Collection entries
====
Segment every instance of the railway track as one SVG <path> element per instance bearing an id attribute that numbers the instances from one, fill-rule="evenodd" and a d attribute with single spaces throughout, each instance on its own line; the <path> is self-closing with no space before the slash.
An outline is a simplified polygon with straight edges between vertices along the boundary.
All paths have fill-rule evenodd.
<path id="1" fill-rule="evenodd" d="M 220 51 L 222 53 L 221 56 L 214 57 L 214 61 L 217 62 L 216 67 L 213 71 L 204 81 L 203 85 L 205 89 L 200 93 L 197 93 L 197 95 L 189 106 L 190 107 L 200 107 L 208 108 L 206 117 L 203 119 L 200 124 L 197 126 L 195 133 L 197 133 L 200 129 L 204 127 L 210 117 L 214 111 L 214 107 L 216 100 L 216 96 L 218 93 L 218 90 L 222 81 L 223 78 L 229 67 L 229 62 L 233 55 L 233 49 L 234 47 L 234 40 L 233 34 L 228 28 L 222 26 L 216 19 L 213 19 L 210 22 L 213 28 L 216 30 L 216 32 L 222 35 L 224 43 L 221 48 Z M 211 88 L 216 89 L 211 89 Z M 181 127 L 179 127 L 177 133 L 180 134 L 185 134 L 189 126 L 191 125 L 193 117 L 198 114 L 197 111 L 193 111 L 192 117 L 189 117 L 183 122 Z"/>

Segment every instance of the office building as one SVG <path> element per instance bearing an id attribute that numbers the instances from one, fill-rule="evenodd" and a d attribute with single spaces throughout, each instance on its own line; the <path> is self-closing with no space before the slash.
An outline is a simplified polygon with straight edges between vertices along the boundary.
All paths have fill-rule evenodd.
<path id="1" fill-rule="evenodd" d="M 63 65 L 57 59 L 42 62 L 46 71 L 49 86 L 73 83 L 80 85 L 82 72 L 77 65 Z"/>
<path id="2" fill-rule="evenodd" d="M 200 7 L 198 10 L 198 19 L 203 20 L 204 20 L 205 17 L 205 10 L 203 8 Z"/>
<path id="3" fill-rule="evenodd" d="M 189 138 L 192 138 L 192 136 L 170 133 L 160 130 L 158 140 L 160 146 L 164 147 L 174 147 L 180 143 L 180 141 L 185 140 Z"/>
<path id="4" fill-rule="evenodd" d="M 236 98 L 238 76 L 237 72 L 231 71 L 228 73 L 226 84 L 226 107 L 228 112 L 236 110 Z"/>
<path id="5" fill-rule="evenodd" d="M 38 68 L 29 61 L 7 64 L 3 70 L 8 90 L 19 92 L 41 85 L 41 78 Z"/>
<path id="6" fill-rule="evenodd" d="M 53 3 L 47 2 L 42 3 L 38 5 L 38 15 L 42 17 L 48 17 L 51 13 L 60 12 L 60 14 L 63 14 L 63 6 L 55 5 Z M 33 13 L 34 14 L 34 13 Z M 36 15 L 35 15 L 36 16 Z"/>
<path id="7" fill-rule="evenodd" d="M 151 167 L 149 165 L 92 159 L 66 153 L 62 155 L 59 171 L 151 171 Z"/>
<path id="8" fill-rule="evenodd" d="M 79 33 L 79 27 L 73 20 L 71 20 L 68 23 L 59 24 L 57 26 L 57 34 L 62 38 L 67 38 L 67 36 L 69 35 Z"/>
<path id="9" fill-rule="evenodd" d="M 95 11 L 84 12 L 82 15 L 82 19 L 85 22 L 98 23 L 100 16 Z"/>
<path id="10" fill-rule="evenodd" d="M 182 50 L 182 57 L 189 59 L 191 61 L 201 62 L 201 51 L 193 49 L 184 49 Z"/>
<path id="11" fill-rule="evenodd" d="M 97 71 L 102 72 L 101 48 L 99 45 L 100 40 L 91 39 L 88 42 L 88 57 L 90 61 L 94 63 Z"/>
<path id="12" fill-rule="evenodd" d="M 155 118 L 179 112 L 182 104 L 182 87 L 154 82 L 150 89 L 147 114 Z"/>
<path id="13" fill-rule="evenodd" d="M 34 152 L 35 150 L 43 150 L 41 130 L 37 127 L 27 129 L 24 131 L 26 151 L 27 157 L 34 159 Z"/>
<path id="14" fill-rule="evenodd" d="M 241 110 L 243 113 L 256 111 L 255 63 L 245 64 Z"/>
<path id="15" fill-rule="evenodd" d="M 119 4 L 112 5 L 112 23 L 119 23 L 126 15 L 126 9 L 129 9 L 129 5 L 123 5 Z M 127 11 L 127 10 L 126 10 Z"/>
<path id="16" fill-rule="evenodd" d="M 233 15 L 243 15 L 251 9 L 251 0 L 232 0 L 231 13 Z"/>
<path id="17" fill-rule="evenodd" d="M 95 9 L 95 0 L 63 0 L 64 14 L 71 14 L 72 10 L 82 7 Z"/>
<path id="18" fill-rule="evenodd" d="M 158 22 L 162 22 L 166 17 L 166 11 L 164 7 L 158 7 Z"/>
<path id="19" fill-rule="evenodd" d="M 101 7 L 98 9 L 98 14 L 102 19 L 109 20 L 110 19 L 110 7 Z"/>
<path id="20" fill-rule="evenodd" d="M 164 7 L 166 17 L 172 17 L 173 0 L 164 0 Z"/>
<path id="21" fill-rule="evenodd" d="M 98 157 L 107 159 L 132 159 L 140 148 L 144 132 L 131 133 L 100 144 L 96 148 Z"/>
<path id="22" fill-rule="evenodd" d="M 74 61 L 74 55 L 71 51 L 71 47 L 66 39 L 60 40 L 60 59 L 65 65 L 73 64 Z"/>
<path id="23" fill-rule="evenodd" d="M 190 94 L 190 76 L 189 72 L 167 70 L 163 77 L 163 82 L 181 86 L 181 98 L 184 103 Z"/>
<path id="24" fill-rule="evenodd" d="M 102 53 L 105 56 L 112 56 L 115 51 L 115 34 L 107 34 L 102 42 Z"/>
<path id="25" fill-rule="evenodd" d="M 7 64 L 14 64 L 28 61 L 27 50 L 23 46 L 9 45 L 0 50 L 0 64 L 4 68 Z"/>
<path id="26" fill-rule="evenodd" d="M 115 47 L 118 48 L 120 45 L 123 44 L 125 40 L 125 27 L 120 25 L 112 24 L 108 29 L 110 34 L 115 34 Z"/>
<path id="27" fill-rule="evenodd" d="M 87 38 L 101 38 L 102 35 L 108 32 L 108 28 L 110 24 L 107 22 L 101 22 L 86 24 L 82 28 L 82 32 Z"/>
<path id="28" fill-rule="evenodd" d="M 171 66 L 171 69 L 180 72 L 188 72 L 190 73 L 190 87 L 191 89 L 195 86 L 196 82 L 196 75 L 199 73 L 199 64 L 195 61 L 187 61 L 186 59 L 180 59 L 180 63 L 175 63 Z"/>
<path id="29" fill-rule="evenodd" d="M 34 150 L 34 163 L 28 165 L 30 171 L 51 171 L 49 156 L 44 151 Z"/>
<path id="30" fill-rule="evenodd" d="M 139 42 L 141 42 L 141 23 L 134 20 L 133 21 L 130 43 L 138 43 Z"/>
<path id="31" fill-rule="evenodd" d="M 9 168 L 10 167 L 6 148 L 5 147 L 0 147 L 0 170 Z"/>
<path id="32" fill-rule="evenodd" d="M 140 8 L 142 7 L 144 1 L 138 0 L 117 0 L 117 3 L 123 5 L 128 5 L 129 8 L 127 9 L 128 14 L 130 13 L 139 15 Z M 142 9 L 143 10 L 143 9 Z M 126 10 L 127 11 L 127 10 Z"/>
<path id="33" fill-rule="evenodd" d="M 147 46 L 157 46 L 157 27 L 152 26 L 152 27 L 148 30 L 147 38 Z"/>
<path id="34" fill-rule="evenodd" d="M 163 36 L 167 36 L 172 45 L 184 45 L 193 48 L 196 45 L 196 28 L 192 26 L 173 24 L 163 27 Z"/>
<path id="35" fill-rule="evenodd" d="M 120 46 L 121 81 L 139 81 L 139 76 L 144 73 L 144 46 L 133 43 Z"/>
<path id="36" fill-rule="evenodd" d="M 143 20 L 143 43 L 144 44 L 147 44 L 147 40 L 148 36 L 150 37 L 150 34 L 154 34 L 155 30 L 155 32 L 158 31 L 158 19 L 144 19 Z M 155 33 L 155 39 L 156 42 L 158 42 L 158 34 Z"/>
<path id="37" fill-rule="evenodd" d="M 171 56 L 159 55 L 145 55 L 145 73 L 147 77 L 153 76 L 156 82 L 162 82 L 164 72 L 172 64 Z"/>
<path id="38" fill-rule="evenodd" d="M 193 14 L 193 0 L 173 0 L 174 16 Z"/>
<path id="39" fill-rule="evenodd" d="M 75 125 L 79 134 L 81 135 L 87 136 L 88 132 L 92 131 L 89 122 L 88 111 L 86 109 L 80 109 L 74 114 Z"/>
====
GIVEN REQUEST ::
Substitute "commercial building" for "office building" in the items from the line with "Segment every instance of the office" up to and including the line with "79 33 L 79 27". Give back only those lines, with everything else unchanged.

RESULT BELOW ::
Segment every instance of the commercial building as one SVG <path> element per instance bearing an id attribute that numbers the instances from one, fill-rule="evenodd" and a d attribute with single spaces throughout, each instance on its own line; the <path> is self-closing with no space before the slash.
An outline is a simplified polygon with straight edges between vertices along the boundary.
All paths have fill-rule evenodd.
<path id="1" fill-rule="evenodd" d="M 63 65 L 57 59 L 42 62 L 46 71 L 49 86 L 73 83 L 80 85 L 82 72 L 77 65 Z"/>
<path id="2" fill-rule="evenodd" d="M 200 7 L 198 10 L 198 19 L 203 20 L 204 20 L 205 17 L 205 10 L 203 8 Z"/>
<path id="3" fill-rule="evenodd" d="M 189 138 L 192 138 L 192 136 L 170 133 L 160 130 L 158 140 L 160 146 L 164 147 L 174 147 L 180 143 L 180 141 L 185 140 Z"/>
<path id="4" fill-rule="evenodd" d="M 236 98 L 238 76 L 237 72 L 231 71 L 228 73 L 226 84 L 226 107 L 228 112 L 236 110 Z"/>
<path id="5" fill-rule="evenodd" d="M 38 68 L 29 61 L 7 64 L 3 70 L 8 90 L 19 92 L 41 85 L 41 78 Z"/>
<path id="6" fill-rule="evenodd" d="M 53 3 L 47 2 L 42 3 L 38 5 L 38 15 L 42 17 L 48 17 L 51 13 L 60 12 L 60 14 L 63 14 L 63 6 L 55 5 Z M 33 13 L 34 14 L 34 13 Z M 36 15 L 35 15 L 36 16 Z"/>
<path id="7" fill-rule="evenodd" d="M 151 167 L 149 165 L 92 159 L 66 153 L 62 155 L 59 171 L 151 171 Z"/>
<path id="8" fill-rule="evenodd" d="M 79 33 L 79 27 L 73 20 L 71 20 L 68 23 L 59 24 L 57 26 L 57 34 L 62 38 L 67 38 L 67 36 L 69 35 Z"/>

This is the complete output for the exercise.